[start of Provided material]
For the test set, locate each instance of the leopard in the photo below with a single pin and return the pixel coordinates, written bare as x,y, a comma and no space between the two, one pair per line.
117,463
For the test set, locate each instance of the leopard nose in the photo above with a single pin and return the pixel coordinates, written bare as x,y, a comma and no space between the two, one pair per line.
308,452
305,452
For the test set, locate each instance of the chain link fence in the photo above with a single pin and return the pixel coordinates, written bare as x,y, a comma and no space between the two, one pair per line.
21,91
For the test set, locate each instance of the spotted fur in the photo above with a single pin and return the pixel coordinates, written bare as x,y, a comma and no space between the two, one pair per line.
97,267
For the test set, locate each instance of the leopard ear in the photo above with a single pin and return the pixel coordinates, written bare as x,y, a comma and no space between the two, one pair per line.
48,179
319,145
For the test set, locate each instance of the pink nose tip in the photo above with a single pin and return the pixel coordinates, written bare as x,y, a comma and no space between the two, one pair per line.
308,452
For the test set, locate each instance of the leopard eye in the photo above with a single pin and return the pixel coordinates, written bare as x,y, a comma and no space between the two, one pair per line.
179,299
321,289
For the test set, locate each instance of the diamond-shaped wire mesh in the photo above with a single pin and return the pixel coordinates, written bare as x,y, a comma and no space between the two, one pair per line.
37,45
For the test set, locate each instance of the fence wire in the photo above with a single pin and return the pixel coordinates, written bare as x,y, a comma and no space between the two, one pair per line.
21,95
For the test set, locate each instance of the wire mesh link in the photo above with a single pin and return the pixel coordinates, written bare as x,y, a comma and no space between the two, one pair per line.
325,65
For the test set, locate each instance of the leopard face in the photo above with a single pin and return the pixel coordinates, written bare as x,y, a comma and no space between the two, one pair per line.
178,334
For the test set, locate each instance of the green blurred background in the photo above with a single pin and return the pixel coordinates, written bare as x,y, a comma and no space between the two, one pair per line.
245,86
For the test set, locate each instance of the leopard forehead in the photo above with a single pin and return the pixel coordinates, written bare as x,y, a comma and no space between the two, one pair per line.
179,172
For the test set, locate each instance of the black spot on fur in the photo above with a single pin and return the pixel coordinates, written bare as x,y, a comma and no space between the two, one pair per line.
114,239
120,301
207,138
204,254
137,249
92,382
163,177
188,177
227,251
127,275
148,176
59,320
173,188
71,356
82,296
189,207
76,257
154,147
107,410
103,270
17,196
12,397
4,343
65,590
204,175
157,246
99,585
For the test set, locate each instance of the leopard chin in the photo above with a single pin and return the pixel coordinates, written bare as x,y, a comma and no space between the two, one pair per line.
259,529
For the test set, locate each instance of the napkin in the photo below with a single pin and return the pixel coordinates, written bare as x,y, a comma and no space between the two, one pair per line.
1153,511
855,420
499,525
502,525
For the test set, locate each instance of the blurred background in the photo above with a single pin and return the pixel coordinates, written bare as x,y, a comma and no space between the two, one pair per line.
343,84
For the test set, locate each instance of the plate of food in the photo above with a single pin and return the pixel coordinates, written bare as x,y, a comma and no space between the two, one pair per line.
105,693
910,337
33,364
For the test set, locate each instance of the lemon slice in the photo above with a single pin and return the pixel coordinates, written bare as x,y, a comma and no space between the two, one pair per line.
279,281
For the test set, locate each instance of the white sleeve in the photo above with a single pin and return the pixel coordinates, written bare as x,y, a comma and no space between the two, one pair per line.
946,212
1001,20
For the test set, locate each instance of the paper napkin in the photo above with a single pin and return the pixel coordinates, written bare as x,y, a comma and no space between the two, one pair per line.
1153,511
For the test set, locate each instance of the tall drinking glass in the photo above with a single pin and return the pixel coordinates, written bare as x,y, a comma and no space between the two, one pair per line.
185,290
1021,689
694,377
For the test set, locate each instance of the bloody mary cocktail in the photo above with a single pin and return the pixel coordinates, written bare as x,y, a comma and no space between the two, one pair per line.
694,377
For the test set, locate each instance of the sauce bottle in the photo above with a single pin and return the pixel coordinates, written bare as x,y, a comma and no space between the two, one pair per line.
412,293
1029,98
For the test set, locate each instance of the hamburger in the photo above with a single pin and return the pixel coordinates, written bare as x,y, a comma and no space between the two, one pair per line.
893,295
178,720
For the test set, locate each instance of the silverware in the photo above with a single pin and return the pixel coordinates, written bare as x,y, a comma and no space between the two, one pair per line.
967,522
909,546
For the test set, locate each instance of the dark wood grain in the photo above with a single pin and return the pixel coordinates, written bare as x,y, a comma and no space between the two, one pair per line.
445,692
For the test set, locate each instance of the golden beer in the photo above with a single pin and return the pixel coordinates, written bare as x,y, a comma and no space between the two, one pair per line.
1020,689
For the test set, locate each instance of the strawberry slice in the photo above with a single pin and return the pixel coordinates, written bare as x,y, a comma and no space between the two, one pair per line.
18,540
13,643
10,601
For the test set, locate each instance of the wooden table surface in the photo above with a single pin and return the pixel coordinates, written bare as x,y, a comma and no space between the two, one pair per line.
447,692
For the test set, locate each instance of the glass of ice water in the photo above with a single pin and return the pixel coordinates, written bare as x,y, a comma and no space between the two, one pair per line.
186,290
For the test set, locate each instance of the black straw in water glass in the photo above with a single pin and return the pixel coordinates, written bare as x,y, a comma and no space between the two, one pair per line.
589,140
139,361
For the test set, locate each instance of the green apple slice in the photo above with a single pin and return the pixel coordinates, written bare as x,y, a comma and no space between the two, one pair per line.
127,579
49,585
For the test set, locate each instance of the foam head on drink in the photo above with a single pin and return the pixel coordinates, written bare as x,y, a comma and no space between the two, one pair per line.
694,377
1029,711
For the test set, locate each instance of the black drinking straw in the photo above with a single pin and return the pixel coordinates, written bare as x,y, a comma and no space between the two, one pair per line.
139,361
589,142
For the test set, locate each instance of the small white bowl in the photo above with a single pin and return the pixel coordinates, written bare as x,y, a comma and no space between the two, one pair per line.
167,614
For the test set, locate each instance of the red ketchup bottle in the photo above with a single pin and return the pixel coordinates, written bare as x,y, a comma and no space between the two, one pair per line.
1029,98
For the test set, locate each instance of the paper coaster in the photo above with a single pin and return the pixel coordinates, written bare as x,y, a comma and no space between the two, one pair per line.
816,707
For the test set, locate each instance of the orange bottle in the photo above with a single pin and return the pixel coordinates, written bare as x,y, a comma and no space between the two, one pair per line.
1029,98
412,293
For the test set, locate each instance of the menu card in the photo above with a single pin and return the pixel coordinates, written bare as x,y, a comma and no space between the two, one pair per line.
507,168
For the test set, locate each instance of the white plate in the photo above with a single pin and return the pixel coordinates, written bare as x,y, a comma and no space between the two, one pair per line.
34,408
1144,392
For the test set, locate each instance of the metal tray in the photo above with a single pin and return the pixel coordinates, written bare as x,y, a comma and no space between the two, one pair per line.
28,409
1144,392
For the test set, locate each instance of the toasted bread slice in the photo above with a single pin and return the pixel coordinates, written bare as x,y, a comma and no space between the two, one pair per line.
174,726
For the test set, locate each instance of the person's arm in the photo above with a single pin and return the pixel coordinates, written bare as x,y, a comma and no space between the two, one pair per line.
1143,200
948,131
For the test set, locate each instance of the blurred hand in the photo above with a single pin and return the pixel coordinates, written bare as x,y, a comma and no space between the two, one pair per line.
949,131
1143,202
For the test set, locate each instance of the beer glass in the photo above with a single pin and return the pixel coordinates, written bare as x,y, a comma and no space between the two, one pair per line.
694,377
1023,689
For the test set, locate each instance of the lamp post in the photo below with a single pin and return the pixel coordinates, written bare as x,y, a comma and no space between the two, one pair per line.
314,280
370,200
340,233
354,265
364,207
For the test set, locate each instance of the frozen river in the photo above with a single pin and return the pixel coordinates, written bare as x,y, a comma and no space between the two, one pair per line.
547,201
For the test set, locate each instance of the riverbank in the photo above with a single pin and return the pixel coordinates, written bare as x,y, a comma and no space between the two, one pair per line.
[end of Provided material]
• **Problem details**: Could you write out again the stretch from the line containing "For the test set, locate each instance of the frozen" through the last of the lines above, requests included, scaling every pixel coordinate in the answers by 0.45? Round each result to a whole number, with halves going up.

• **Exercise solution**:
For the test set, locate each instance of the frozen river in the photo above with a single pin and return the pixel coordinates, written bare as x,y, a comma and no space between the two, one pair per line.
246,90
For the test set, locate each instance of the riverbank in the photo above with a single pin and return the pixel coordinates, written bare as x,y, a comma and no space between the two, one pair per line.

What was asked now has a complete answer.